**** Data to process
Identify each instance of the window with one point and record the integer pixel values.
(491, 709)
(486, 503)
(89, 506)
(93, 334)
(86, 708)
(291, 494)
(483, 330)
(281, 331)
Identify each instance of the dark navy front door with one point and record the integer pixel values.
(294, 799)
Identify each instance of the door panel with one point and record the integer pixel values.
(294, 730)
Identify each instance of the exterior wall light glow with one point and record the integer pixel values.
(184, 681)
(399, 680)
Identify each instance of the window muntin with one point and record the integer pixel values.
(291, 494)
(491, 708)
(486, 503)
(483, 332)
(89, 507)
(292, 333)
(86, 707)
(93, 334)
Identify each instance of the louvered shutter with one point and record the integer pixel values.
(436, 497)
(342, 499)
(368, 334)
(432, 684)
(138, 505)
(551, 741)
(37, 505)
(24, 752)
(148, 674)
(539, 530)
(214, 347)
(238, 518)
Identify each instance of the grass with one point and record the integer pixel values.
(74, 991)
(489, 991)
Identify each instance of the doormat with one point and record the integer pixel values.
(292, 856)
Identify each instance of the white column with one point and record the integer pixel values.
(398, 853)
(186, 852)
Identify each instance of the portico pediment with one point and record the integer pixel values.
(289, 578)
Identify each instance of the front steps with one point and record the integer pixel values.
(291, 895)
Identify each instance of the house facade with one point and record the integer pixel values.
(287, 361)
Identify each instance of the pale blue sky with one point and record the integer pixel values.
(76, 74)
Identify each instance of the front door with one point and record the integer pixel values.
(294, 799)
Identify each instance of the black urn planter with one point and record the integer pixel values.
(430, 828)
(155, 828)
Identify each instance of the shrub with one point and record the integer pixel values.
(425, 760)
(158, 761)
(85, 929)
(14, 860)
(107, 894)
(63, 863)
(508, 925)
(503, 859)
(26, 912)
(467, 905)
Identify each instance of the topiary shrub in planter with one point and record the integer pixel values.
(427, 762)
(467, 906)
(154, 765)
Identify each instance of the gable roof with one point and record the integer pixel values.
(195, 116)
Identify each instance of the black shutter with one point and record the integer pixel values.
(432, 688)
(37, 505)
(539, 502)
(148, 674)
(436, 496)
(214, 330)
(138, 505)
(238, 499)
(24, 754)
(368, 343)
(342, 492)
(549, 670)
********
Set exercise ▸
Rewrite the rows above with every "shutter" changed to "blind", keeping everything else the same.

Full output ▸
Identify each instance of the window with one point and record the integer pixel values.
(491, 709)
(486, 503)
(89, 506)
(93, 334)
(86, 708)
(291, 494)
(483, 330)
(281, 331)
Identify each instance of the dark navy front door with one point and record the integer pixel values.
(294, 799)
Identify each instance of the door panel with one point and record the integer pixel values.
(294, 730)
Identify each instance of the exterior wall light glow with one point and record the integer pixel values.
(184, 681)
(399, 680)
Identify each instance of the window muntin with one point and record the integer pixel values.
(291, 494)
(491, 708)
(486, 503)
(483, 332)
(89, 507)
(292, 333)
(86, 707)
(93, 334)
Identify each instance of the louvered blind with one point and record the integer pixel values.
(436, 497)
(342, 499)
(368, 334)
(432, 684)
(138, 505)
(551, 741)
(37, 505)
(24, 752)
(148, 674)
(539, 530)
(214, 347)
(238, 518)
Identify each instance of the grass with one point and record the integer pixel values.
(74, 991)
(489, 991)
Identify each instance of the doormat with one point and record the integer pixel values.
(292, 856)
Identify each instance of the white column with one point and record the integer pixel values.
(398, 853)
(186, 852)
Identify each instance of the portico pediment with one point and record the integer pixel values.
(289, 578)
Identify each instance of the front steps with one point and record the integer pixel values.
(291, 895)
Identify each instance of the house facade with one point and record the integer pixel values.
(287, 361)
Identify each instance of the pale blue sky with one point and record the integer pixel values.
(76, 74)
Identify each instance of the front door with one point and record the integer pixel values.
(294, 799)
Identify each instance of the black urn planter with one point and record the integer pixel values.
(430, 828)
(155, 828)
Identify each instance of the shrub with one point and record the integer pixel values.
(425, 760)
(158, 761)
(85, 929)
(14, 860)
(107, 894)
(63, 863)
(508, 925)
(503, 859)
(26, 912)
(467, 905)
Identify each instance of the topiary shrub in planter with one point and record the integer pixel values.
(427, 762)
(467, 906)
(154, 765)
Identify each instance of the gable roof with one point and record the integer pixel values.
(195, 116)
Identify each instance of the black blind with one point and record the integer pixel values.
(432, 688)
(37, 505)
(539, 502)
(148, 674)
(436, 496)
(214, 330)
(138, 505)
(238, 499)
(24, 754)
(368, 343)
(342, 492)
(549, 670)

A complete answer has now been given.